▸ **SELECTED EXTRACT**:
○ ○ ○ ○

Mary's move from manners to revolutionary passion

The Collected Letters of Mary Wollstonecraft

October 29, 2004

This edition of Mary Wollstonecraft's letters works well at a number of levels. It is ably and extensively annotated and is supported by a lengthy and helpful introduction, a detailed provenance and a comprehensive index. Aesthetically, it is a pleasure to use. The type is generous, the pages are not too crowded and the notes appear at the foot of the page.

As a revelatory correspondence about a fascinating individual, the collection has much to offer, but it also provides particular insights not only into Wollstonecraft's character but also into how conventions of 18th-century self-expression, never as rigid as sometimes suggested, could be reshaped in response to the new currents of the closing decades of the century, and with regard to particular demands (and Wollstonecraft's were apt to be pressing). As such, the collection is an ironic counterpoint to the shaping of character in epistolary novels. Some of the early letters display the observation of manners and relationships seen in much writing of the period: "I have just read your account of the oddest mortal that ever existed, and can't help approving Miss C-'s choice, as the contrast will be very entertaining, - her over-giddiness and his over-graveness must be superlatively ridiculous; - in short, you must allow me to laugh."

This, though, is no novel. The plot recorded in the chronological format of this work may have the tragic-sentimental end of a death in childbirth and, prior to that, such novelistic tropes as "the sinking of a broken heart", but it is more fractured by the pressures of life en route.

As the editor Janet Todd, author of the first-rate Mary Wollstonecraft: A Revolutionary Life , points out, the main impression given by the letters, thanks to Wollstonecraft's devotion to self and to candour, is one of self-absorption but not lack of self-awareness. Compared with her published work, the letters are, as Todd suggests, more revolutionary and, also, more concerned with engaging with her problems and experiences as a woman (though the problems of an 18th-century letter-writer are not forgotten: "my candle gives such a dreadful light").

The letters allow us to chart the development of their writer's political views. In November 1792, in the aftermath of the September Massacres in Paris, she urges William Roscoe "not to mix with the shallow herd who throw an odium on immutable principles, because some of the mere instrument of the revolution was too sharp. Children of any growth will do mischief when they meddle with edged tools. It is to be lamented that as yet the billows of public opinion are only to be moved forward by the strong wind, the squally gusts of passion; but if nations be educated by their governments it is vain to expect much reason till the system of education becomes more reasonable." By July 1794, however, in consequence of the Terror: "My blood runs cold, and I sicken at thoughts of a Revolution which costs so much blood and bitter tears".

Other letters concern feminism. Anger and dependence are painfully clear in the correspondence with Gilbert Imlay, the following all coming from the same letter: "Amongst the feathered race, whilst the hen keeps the young warm, her mate stays by to cheer her; but it is sufficient for man to condescend to get a child, in order to claim it. - A man is a tyrant... The casual exercise of social sympathy would not be sufficient for me... It is necessary to be in good-humour with you, to be pleased with the world... I do not want to be loved like a goddess; but I wish to be necessary to you."

○ ○ ○ ○

▸ **REQUEST A**:
Please echo the review word for word, from "This, though, is" up to and including "life en route.".
The review and the listing are unrelated to each other.

○ ○ ○ ○

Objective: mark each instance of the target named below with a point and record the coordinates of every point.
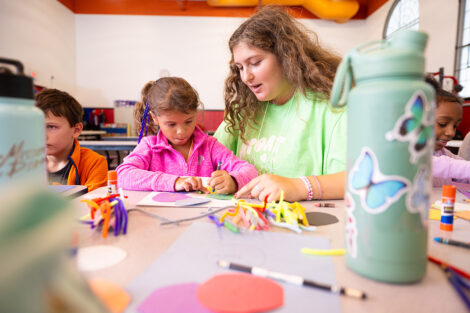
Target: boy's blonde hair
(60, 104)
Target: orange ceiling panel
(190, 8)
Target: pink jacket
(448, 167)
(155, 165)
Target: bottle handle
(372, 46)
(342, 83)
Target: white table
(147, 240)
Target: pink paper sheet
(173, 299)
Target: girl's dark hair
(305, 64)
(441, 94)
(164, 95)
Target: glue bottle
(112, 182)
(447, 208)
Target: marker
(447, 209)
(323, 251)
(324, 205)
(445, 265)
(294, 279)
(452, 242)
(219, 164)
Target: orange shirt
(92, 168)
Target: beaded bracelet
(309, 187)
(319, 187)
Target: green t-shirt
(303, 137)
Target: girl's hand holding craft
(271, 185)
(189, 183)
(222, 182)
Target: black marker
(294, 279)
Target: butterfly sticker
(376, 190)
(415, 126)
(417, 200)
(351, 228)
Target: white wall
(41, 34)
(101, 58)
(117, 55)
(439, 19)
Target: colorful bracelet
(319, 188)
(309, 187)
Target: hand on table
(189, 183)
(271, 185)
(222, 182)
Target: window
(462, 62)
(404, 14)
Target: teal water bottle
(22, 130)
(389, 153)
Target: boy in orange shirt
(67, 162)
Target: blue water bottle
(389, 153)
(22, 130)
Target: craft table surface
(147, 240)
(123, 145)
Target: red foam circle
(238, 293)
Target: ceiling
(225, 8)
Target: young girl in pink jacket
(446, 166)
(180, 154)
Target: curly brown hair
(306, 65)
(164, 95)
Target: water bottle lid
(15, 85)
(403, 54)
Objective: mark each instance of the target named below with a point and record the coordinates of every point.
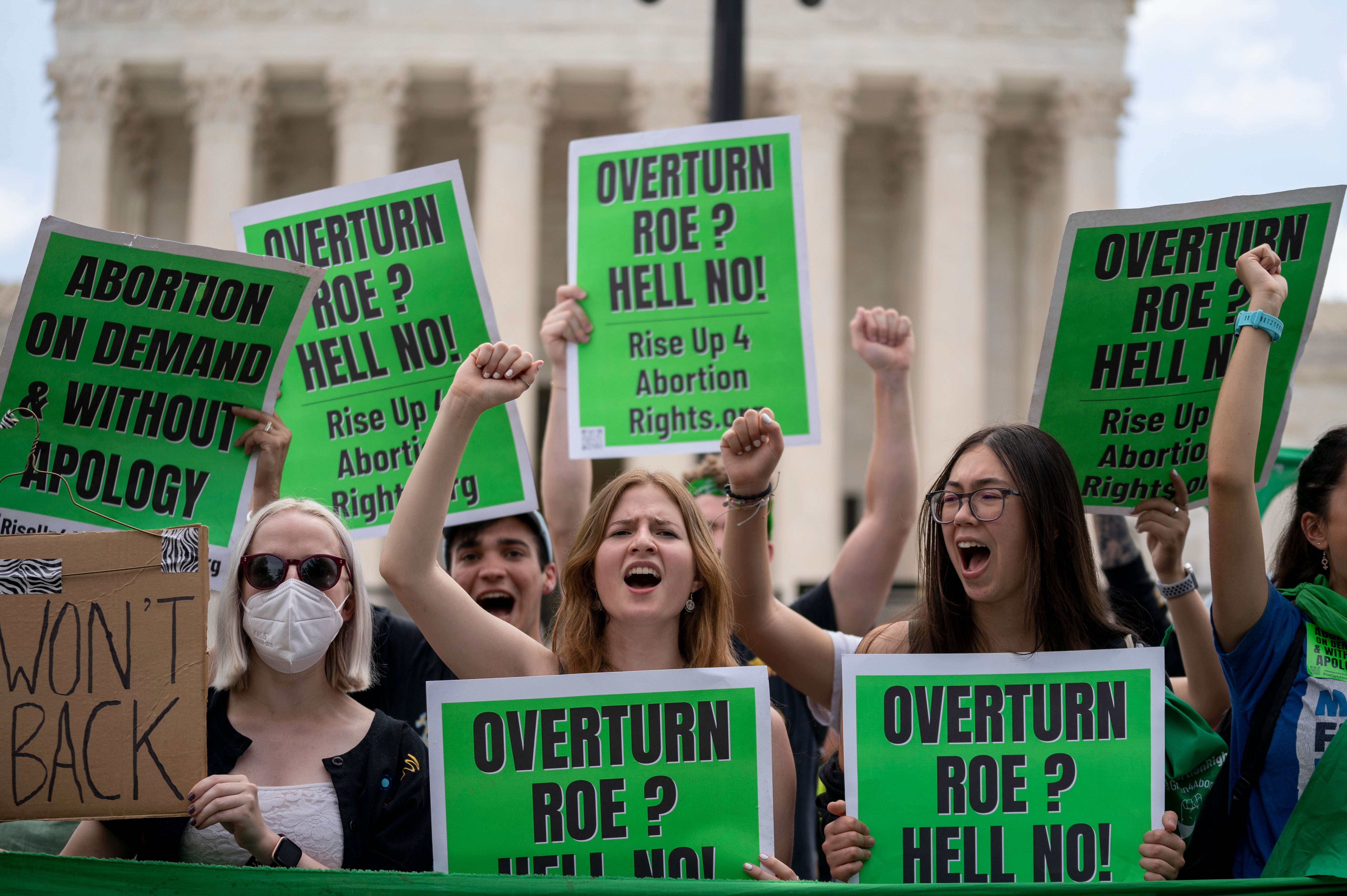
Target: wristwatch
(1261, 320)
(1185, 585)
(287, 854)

○ ○ ○ ○

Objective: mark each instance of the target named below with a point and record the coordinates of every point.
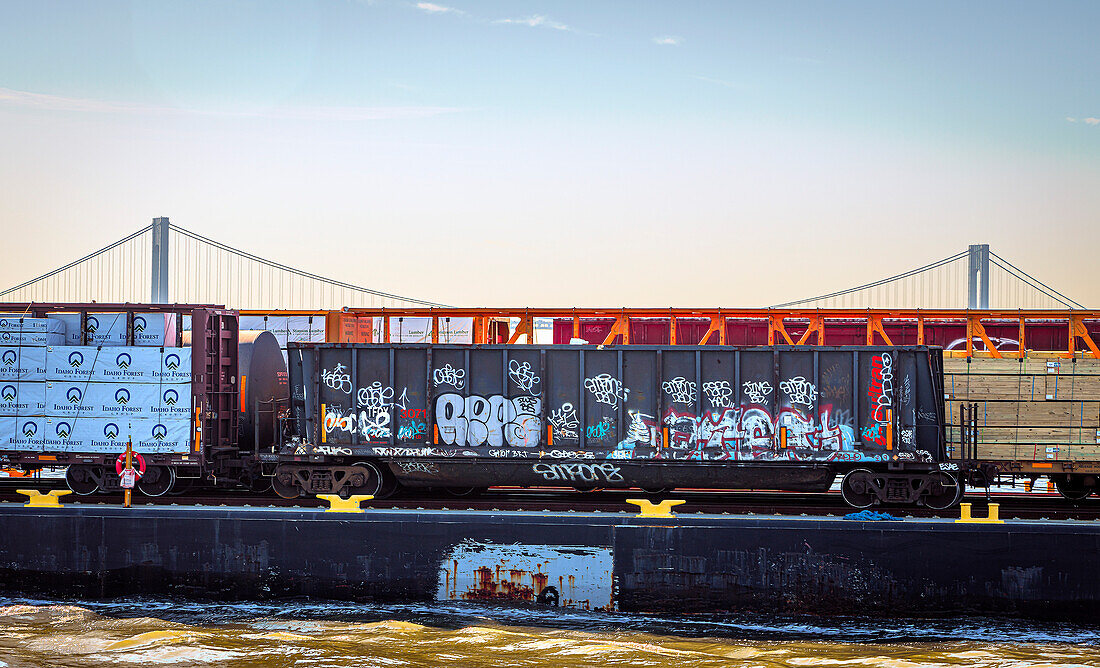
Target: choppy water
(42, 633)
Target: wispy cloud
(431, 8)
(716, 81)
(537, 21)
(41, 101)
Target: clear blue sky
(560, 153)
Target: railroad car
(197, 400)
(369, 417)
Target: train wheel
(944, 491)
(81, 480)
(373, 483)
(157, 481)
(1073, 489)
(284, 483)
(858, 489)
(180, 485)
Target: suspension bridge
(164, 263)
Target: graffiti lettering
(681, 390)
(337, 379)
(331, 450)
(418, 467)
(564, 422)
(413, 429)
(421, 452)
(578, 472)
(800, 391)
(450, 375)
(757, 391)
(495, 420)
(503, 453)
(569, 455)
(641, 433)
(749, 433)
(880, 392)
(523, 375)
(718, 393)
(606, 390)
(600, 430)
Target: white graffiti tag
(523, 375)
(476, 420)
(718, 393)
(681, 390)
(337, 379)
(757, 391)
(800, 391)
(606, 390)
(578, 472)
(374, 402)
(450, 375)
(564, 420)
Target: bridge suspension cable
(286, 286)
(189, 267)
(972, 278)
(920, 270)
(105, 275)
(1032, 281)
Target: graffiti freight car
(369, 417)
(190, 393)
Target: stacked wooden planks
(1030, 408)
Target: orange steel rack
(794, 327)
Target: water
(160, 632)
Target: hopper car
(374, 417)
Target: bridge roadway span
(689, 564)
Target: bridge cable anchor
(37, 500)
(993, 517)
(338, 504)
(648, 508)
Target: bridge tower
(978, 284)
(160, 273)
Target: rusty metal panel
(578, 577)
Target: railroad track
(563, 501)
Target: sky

○ ○ ○ ○

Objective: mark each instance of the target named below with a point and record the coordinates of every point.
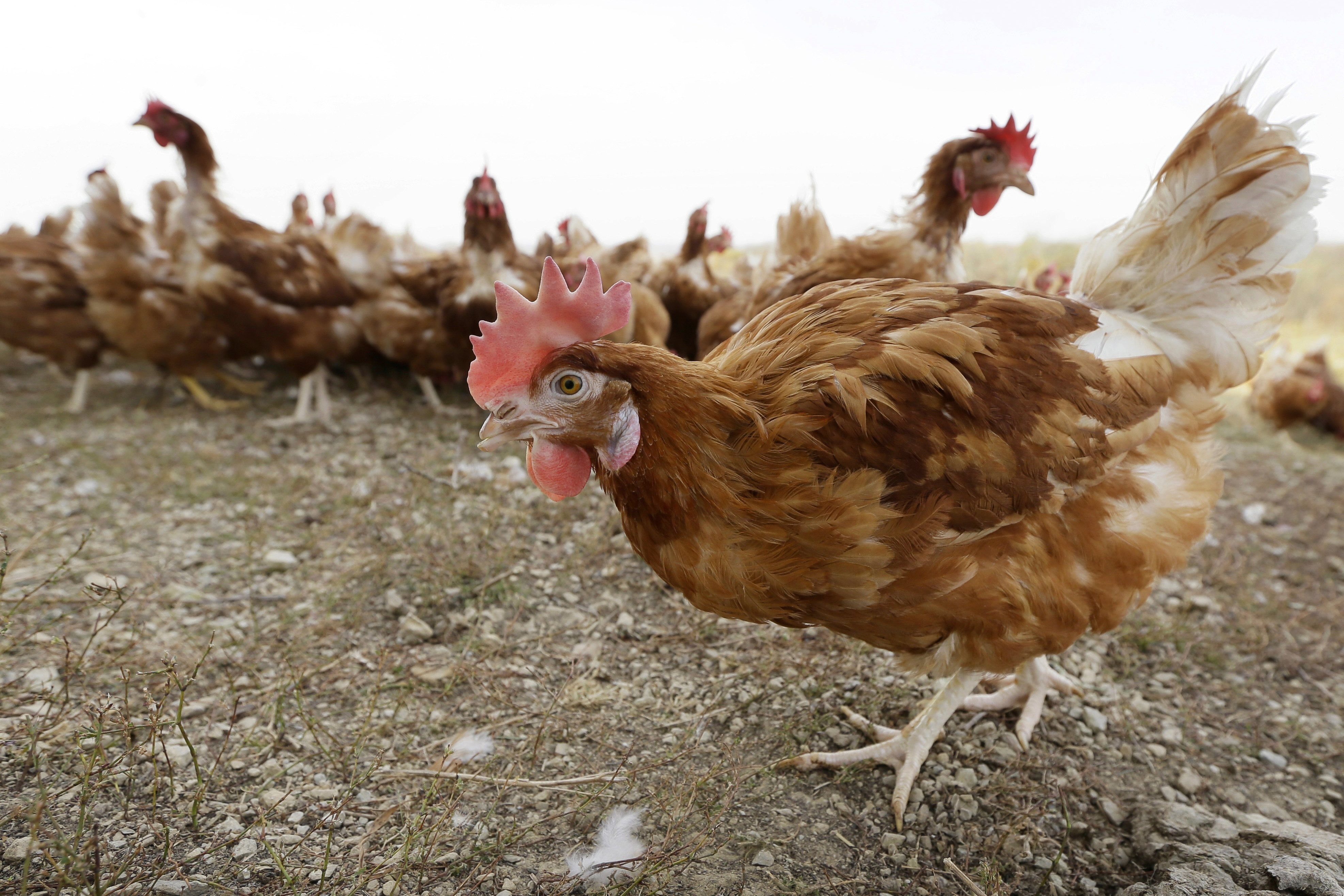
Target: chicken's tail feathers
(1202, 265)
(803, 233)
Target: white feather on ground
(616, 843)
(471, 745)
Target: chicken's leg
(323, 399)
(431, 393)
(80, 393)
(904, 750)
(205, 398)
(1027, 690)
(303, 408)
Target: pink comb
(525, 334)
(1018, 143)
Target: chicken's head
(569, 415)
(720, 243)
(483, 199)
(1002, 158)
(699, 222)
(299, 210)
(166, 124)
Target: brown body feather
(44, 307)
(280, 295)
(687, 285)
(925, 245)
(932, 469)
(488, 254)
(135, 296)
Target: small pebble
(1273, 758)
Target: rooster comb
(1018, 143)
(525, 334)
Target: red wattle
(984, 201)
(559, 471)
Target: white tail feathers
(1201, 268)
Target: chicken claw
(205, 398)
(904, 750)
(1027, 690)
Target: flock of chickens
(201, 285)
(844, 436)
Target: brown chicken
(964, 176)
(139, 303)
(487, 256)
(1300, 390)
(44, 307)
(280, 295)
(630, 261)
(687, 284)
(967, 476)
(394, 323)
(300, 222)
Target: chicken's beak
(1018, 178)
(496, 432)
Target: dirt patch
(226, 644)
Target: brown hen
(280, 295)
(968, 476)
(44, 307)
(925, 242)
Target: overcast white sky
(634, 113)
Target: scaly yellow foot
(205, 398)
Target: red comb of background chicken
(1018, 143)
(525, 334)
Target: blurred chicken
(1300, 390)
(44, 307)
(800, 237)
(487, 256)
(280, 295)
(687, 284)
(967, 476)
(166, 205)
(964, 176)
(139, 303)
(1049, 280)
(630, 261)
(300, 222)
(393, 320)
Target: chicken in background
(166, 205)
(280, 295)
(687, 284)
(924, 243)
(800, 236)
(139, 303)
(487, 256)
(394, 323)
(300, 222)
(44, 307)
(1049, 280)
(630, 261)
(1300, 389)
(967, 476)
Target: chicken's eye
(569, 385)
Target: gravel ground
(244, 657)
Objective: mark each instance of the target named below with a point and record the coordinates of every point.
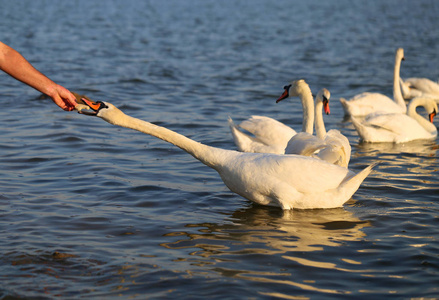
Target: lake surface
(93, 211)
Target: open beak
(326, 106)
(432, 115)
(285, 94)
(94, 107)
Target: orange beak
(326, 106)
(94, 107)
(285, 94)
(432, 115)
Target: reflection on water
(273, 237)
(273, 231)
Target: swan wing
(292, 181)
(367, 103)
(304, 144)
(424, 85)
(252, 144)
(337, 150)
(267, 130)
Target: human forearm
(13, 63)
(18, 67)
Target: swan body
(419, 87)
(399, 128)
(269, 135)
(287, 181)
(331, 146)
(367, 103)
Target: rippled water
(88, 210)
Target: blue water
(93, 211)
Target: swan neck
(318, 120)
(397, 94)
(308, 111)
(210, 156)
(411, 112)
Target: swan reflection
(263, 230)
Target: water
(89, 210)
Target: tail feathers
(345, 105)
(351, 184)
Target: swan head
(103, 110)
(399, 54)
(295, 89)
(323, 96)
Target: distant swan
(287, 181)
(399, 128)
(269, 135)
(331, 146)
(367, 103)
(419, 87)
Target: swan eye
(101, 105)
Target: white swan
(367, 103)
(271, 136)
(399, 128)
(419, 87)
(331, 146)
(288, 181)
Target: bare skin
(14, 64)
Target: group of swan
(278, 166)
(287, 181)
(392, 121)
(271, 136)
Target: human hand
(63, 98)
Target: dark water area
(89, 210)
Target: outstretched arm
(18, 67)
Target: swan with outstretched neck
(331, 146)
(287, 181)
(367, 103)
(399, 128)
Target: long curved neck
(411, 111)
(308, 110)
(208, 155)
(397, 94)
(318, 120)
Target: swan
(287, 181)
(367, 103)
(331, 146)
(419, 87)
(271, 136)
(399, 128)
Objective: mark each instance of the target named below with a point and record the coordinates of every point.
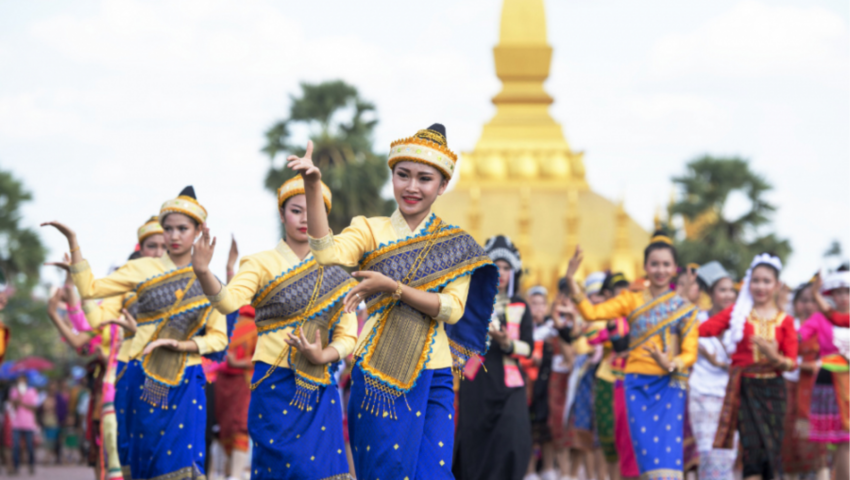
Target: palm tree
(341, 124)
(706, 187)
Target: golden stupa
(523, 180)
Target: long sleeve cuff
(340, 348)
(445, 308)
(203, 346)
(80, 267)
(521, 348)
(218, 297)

○ ○ ○ ○

▸ **REQUEST B**:
Duplicate exactly the lines of the listing from the line with "Target: bridge tower" up to and including the line with "Target: sky".

▸ **COMPLETE ANSWER A**:
This, though, is no novel. The plot recorded in the chronological format of this work may have the tragic-sentimental end of a death in childbirth and, prior to that, such novelistic tropes as "the sinking of a broken heart", but it is more fractured by the pressures of life en route.

▸ **COMPLETE ANSWER B**:
Target: bridge tower
(978, 284)
(160, 273)
Target: rusty metal panel
(578, 577)
Target: railroad track
(563, 501)
Target: sky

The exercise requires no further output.